# RECORDED DATA
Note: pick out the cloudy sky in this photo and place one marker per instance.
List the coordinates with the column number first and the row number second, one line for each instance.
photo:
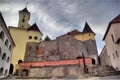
column 57, row 17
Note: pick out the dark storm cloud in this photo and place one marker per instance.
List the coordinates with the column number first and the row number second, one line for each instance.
column 57, row 17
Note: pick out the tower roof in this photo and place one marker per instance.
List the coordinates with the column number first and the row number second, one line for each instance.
column 24, row 10
column 34, row 27
column 115, row 20
column 74, row 32
column 87, row 29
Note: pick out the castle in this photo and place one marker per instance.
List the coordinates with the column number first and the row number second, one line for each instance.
column 64, row 55
column 21, row 35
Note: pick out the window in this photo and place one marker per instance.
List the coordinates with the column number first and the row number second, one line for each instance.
column 30, row 48
column 30, row 37
column 113, row 56
column 40, row 39
column 2, row 35
column 0, row 52
column 4, row 56
column 6, row 72
column 116, row 54
column 8, row 59
column 36, row 47
column 6, row 43
column 1, row 71
column 20, row 61
column 10, row 47
column 112, row 38
column 89, row 35
column 35, row 37
column 23, row 20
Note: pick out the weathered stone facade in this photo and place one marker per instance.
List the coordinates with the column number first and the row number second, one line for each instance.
column 49, row 69
column 67, row 55
column 59, row 71
column 63, row 48
column 6, row 48
column 104, row 58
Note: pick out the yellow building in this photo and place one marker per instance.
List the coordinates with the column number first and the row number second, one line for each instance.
column 21, row 35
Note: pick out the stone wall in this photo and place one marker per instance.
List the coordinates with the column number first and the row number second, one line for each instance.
column 59, row 71
column 104, row 58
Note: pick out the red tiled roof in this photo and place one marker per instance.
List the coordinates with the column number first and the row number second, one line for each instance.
column 24, row 10
column 74, row 32
column 87, row 29
column 56, row 63
column 115, row 20
column 34, row 27
column 6, row 28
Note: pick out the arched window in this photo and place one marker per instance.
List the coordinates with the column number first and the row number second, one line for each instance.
column 6, row 71
column 10, row 47
column 1, row 71
column 6, row 42
column 4, row 56
column 2, row 35
column 8, row 59
column 20, row 61
column 0, row 52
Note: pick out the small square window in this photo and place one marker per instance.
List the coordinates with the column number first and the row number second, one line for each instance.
column 35, row 37
column 116, row 54
column 30, row 37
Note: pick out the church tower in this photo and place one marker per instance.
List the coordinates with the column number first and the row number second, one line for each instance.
column 90, row 42
column 21, row 35
column 24, row 16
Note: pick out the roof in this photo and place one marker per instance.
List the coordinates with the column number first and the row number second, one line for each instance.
column 74, row 32
column 56, row 63
column 87, row 29
column 6, row 28
column 115, row 20
column 34, row 27
column 24, row 10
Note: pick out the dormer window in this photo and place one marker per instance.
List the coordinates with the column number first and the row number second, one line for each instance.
column 35, row 37
column 30, row 37
column 23, row 20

# TASK
Take from the listing above each line containing "roof".

# ANSWER TO THIS PROBLEM
Note: pick out the tower roof in this photo and place one marker per instance.
Note: pick out the red tiled roof in this photo and place one marker per instance.
Note: pick out the roof in this photo and place one marker per instance.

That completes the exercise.